Pointing dataset records:
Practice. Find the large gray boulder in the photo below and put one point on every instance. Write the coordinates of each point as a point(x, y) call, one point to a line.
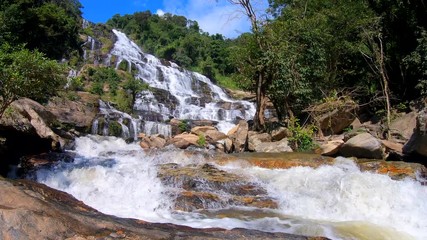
point(239, 136)
point(363, 146)
point(30, 210)
point(255, 138)
point(78, 113)
point(270, 147)
point(418, 141)
point(28, 118)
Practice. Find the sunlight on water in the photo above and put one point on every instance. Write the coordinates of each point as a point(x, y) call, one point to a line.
point(336, 201)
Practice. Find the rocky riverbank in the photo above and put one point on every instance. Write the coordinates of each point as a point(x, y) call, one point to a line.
point(30, 210)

__Your goal__
Please quote all of the entries above word for word, leaving the pictures out of your answer.

__The completed task__
Practice. Find the large gray boulder in the photo below and put one point on every instance. Write the coordinates of each point as a point(x, y) call, one point to a line.
point(239, 136)
point(363, 146)
point(30, 210)
point(255, 138)
point(78, 113)
point(270, 147)
point(418, 141)
point(28, 118)
Practice. Find the sunlight on water in the photo above and put one point on every instance. Write the coordinates of each point as a point(x, y) call, one point to a line.
point(336, 201)
Practice. Find the rocky riverbank in the photo above and put one point on every instance. Write the coordinates of each point as a point(x, y) call, one point to a line.
point(30, 210)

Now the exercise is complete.